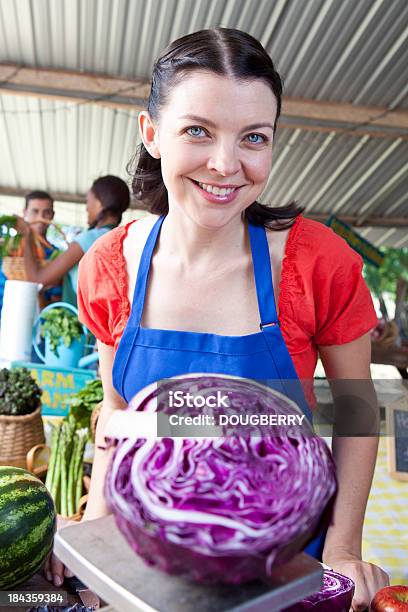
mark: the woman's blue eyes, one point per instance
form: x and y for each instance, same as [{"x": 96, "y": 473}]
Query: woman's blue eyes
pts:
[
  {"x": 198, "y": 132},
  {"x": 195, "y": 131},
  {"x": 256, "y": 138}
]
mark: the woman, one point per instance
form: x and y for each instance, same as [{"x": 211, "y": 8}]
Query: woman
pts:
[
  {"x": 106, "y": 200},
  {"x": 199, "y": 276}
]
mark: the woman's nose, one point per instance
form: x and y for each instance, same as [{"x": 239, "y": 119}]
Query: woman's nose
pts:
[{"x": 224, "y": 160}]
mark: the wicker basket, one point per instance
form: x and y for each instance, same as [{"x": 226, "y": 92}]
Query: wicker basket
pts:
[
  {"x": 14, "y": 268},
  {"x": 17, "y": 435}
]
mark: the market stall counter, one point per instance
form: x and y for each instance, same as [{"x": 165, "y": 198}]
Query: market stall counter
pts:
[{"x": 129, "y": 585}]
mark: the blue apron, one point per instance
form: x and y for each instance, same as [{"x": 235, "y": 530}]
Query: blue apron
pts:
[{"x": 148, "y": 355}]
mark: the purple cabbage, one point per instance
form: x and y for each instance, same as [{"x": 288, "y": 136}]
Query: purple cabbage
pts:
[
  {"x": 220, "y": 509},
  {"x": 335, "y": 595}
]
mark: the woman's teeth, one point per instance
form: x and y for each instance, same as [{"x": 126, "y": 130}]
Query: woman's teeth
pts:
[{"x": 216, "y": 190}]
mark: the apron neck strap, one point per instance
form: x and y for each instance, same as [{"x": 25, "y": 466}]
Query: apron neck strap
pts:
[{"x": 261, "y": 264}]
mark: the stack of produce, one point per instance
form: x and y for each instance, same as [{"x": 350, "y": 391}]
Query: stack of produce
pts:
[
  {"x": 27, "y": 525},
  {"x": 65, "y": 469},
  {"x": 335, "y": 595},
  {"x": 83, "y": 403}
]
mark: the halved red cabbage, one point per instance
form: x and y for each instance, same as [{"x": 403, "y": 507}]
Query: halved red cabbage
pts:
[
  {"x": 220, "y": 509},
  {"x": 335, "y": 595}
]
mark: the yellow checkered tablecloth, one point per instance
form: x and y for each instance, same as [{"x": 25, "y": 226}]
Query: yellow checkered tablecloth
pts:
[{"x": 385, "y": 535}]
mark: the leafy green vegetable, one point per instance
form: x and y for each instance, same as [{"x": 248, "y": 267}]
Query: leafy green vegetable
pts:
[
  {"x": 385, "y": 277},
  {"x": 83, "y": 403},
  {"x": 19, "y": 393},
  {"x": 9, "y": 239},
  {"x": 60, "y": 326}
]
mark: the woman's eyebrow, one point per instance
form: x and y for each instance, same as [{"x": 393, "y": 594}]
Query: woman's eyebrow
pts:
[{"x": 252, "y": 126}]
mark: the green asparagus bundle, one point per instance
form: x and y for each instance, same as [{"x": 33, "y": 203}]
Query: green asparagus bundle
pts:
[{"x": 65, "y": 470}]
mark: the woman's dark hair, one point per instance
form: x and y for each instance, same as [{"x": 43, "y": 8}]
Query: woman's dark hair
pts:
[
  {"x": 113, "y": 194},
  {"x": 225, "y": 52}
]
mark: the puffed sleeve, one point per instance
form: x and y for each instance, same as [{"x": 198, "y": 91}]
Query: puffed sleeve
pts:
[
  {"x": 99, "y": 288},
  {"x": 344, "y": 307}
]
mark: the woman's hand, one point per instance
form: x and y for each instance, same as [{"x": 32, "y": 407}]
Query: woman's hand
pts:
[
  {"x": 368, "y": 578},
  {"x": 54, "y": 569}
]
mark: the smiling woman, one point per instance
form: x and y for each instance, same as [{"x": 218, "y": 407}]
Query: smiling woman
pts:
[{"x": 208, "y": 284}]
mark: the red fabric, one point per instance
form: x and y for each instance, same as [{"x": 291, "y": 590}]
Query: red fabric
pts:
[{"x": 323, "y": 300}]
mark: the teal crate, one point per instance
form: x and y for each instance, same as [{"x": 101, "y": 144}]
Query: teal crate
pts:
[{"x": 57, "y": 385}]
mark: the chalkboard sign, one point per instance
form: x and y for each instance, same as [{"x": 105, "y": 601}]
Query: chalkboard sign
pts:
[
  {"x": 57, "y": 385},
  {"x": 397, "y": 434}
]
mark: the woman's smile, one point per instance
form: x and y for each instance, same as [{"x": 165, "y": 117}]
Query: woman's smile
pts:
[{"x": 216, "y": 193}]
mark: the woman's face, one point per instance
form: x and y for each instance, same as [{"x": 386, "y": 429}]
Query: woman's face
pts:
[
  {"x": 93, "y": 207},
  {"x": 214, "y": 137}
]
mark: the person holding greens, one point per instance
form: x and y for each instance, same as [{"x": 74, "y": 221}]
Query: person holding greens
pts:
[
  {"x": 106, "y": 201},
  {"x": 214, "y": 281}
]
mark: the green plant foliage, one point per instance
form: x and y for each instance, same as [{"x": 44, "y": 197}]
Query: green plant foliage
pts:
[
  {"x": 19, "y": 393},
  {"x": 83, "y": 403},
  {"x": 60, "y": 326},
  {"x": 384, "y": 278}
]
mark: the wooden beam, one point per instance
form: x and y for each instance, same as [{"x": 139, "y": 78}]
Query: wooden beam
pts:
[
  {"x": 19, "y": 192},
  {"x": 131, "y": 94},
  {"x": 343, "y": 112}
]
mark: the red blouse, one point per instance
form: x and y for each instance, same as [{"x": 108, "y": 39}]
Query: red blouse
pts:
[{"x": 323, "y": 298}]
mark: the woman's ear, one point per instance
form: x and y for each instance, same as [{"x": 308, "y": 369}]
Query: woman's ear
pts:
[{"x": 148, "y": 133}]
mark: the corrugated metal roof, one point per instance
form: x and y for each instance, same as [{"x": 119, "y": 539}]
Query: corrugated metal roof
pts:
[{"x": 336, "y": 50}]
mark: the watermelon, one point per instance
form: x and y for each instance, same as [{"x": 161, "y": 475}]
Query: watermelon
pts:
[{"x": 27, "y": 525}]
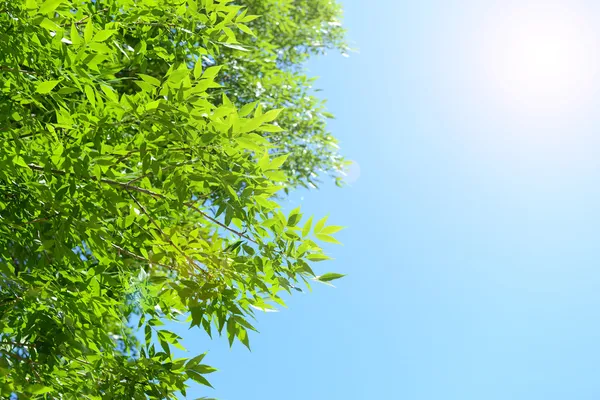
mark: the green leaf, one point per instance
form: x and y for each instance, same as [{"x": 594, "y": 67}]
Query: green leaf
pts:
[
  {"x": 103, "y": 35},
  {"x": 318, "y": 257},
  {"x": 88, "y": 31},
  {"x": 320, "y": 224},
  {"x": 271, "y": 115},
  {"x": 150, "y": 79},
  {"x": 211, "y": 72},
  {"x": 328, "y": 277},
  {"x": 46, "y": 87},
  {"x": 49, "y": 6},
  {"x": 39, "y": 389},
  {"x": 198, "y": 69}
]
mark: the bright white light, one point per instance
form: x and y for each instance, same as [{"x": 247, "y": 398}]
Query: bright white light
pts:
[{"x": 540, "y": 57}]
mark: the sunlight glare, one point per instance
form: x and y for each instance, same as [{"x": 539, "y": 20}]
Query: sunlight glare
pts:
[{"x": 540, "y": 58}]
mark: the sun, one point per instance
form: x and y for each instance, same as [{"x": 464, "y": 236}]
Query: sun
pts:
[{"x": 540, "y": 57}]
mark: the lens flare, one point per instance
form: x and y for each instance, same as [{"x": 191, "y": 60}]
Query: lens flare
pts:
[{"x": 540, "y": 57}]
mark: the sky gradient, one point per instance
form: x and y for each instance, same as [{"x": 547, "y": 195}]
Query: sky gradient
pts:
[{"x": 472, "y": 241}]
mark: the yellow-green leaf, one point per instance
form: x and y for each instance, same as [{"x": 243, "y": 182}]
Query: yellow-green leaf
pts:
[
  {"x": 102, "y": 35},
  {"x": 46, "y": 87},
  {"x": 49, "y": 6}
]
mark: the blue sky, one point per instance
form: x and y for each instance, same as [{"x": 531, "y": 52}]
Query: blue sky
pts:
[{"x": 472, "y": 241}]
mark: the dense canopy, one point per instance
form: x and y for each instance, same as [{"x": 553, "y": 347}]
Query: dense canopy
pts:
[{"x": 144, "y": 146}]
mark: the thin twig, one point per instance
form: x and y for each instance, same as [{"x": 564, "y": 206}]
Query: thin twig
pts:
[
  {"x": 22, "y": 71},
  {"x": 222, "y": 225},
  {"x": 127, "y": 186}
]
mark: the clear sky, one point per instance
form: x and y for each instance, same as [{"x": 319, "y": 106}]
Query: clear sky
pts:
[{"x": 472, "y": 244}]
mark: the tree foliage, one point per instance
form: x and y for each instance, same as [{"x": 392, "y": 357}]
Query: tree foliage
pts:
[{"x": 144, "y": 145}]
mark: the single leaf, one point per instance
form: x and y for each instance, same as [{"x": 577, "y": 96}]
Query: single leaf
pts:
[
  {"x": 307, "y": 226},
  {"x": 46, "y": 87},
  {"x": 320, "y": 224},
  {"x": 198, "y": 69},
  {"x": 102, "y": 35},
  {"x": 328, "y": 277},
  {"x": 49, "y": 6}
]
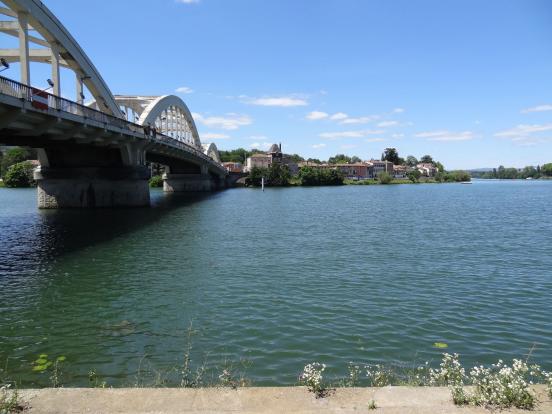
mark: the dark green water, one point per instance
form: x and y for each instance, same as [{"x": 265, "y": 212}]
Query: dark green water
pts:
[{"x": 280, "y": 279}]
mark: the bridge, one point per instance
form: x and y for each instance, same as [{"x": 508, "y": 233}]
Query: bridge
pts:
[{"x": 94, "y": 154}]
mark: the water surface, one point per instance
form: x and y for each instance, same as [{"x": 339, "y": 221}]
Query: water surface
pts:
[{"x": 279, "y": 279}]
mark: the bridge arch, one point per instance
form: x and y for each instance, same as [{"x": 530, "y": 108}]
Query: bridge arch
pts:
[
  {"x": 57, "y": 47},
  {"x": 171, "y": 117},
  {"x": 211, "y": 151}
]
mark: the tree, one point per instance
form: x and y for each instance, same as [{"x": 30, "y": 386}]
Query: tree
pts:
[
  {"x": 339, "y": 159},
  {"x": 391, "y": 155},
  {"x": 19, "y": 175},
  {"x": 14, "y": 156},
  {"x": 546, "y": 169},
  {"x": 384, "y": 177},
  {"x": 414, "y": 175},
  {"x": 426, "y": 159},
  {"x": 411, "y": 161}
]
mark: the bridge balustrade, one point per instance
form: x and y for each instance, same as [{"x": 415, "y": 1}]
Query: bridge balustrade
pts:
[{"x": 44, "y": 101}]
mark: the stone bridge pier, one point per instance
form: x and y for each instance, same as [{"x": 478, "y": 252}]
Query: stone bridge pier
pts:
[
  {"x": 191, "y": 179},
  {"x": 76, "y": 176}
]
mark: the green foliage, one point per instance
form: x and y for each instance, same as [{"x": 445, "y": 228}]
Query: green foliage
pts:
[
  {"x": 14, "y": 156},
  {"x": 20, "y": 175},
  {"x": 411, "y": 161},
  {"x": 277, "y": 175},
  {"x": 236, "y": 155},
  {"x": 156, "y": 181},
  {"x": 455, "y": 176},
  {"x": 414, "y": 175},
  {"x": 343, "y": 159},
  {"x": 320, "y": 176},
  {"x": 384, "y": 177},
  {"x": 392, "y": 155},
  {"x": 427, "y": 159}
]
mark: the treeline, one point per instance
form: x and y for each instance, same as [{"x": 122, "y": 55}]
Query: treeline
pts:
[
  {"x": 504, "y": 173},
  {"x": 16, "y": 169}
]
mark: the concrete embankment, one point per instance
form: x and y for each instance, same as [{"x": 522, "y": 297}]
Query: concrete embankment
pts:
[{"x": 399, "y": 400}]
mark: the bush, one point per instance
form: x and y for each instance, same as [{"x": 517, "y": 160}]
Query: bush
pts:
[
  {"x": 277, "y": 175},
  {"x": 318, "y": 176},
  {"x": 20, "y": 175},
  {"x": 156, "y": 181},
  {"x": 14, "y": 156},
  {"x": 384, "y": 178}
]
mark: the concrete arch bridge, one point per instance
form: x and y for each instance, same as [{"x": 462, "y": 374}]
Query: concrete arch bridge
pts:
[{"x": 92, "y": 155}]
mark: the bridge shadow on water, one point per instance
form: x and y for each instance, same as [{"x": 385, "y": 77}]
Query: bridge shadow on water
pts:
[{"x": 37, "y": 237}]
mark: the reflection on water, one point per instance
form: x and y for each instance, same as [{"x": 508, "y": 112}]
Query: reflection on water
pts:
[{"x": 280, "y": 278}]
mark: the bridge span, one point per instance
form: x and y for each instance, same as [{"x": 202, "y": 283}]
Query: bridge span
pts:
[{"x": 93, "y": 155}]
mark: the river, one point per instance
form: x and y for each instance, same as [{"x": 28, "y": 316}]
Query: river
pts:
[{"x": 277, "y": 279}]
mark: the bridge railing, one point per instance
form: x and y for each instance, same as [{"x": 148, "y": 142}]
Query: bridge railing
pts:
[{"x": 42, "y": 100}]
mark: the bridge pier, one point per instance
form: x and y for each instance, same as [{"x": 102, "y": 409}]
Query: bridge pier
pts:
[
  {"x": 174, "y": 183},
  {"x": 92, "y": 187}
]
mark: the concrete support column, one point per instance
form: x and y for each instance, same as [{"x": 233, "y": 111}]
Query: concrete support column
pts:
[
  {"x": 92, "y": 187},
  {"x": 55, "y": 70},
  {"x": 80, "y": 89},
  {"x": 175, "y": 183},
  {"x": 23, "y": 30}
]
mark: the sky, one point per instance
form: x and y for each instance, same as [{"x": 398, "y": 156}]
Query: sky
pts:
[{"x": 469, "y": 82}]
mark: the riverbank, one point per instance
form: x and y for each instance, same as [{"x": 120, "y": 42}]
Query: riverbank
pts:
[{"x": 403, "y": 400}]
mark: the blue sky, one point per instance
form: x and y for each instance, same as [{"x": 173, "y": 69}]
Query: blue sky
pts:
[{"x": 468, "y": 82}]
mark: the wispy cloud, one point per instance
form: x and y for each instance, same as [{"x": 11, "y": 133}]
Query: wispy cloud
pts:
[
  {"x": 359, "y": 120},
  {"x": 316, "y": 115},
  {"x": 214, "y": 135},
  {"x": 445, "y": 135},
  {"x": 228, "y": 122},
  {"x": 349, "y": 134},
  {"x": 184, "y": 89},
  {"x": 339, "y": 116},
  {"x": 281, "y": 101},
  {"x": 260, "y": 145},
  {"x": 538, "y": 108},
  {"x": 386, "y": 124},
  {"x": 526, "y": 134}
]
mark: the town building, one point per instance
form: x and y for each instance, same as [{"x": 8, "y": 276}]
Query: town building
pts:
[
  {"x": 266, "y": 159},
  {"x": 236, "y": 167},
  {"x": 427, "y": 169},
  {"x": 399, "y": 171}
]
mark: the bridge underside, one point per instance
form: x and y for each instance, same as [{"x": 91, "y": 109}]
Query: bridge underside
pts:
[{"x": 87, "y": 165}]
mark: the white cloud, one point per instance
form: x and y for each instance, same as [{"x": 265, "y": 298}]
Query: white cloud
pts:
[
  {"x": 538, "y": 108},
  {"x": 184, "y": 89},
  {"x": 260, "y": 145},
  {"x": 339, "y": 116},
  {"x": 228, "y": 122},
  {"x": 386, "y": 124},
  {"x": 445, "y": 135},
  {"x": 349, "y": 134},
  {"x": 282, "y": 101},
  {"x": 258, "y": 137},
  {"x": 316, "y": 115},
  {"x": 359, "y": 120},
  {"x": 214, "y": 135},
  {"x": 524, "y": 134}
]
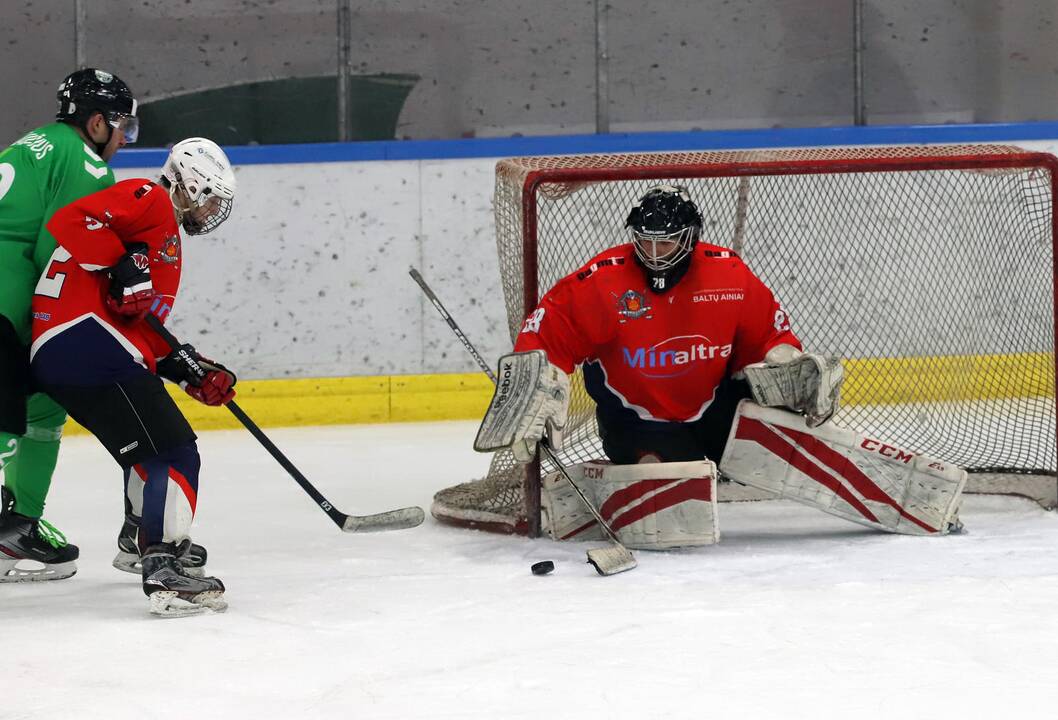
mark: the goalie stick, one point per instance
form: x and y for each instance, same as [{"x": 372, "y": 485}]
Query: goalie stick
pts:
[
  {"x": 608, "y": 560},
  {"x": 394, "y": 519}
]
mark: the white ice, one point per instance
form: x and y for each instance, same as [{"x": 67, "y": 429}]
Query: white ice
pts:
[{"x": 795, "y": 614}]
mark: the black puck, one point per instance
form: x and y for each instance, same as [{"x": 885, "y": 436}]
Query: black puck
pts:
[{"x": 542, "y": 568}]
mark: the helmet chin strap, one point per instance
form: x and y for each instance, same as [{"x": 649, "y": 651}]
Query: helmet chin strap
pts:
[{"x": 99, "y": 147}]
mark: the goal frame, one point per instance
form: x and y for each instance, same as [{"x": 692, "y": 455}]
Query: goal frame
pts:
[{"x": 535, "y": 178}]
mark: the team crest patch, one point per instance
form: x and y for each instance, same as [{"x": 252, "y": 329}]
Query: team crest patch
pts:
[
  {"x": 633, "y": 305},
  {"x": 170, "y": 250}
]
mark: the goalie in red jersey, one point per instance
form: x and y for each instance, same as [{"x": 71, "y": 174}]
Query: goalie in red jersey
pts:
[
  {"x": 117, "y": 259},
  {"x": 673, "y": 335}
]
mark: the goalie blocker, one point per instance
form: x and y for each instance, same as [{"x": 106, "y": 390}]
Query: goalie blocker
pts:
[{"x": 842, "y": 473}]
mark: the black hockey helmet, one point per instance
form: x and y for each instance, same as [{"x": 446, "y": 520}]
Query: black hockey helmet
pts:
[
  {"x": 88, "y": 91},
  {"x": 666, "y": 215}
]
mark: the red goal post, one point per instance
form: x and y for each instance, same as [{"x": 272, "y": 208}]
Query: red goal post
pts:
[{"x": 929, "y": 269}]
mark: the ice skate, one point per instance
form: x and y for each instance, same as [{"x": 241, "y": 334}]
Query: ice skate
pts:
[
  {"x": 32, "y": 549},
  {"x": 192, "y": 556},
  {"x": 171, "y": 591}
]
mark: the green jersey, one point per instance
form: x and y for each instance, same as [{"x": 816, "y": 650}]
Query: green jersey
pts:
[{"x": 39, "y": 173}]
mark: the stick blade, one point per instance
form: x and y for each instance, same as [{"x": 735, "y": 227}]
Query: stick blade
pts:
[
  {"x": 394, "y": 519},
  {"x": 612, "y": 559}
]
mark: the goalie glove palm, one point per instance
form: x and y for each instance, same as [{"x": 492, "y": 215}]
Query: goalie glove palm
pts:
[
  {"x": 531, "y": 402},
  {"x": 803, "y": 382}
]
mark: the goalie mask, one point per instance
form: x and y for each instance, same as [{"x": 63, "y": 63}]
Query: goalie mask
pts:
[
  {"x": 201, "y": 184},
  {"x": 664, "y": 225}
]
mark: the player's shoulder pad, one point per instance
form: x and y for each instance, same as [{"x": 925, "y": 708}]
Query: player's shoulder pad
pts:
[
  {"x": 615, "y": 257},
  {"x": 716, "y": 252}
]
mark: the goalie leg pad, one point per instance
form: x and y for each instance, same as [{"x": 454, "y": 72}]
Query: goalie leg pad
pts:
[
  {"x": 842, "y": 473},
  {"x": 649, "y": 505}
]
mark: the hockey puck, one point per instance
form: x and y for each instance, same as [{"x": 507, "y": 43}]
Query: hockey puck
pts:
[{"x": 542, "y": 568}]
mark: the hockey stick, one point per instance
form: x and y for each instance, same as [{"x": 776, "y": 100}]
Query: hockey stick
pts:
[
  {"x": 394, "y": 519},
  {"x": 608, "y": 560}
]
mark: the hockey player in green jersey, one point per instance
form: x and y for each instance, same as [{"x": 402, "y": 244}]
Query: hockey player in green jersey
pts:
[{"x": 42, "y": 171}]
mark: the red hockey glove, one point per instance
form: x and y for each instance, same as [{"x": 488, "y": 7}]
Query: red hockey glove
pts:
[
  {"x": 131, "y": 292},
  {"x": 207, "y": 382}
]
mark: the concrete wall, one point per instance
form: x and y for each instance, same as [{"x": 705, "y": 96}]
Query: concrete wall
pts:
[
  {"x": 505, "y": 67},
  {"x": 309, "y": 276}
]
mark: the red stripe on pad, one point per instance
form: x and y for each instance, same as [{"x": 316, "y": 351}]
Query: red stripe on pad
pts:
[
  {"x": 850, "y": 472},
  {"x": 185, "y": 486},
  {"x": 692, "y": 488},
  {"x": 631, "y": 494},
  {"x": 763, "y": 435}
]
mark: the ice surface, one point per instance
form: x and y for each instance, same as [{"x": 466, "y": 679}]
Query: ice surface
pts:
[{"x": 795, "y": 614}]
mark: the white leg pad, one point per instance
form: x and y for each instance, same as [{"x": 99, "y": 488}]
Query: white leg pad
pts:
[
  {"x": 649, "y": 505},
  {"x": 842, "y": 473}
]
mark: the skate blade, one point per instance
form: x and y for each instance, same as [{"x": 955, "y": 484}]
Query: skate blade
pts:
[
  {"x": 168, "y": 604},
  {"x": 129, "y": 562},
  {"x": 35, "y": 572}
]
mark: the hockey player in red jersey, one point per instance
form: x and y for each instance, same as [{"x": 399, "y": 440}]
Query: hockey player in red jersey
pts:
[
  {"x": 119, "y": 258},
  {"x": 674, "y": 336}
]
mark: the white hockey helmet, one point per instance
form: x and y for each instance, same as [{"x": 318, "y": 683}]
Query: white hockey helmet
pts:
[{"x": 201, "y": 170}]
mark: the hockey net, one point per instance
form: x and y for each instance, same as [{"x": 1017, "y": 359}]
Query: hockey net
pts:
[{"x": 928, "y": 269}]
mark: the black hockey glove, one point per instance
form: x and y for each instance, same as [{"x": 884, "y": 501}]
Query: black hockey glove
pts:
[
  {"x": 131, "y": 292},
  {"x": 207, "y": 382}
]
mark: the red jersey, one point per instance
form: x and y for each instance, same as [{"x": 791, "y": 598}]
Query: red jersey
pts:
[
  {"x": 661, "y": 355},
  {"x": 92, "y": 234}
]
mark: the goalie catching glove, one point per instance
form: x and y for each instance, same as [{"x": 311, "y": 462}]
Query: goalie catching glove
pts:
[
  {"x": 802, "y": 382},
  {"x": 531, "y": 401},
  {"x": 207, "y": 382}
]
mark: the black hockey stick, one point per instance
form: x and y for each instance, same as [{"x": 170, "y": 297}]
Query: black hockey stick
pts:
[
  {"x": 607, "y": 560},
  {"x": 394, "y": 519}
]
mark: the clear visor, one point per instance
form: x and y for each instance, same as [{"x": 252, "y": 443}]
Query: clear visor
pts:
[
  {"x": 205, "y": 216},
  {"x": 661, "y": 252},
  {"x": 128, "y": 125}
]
◆ ◆ ◆ ◆ ◆
• [What the task requires] Go through the material line by line and state how many lines hold "hand", with no other words.

• [Task solution] 2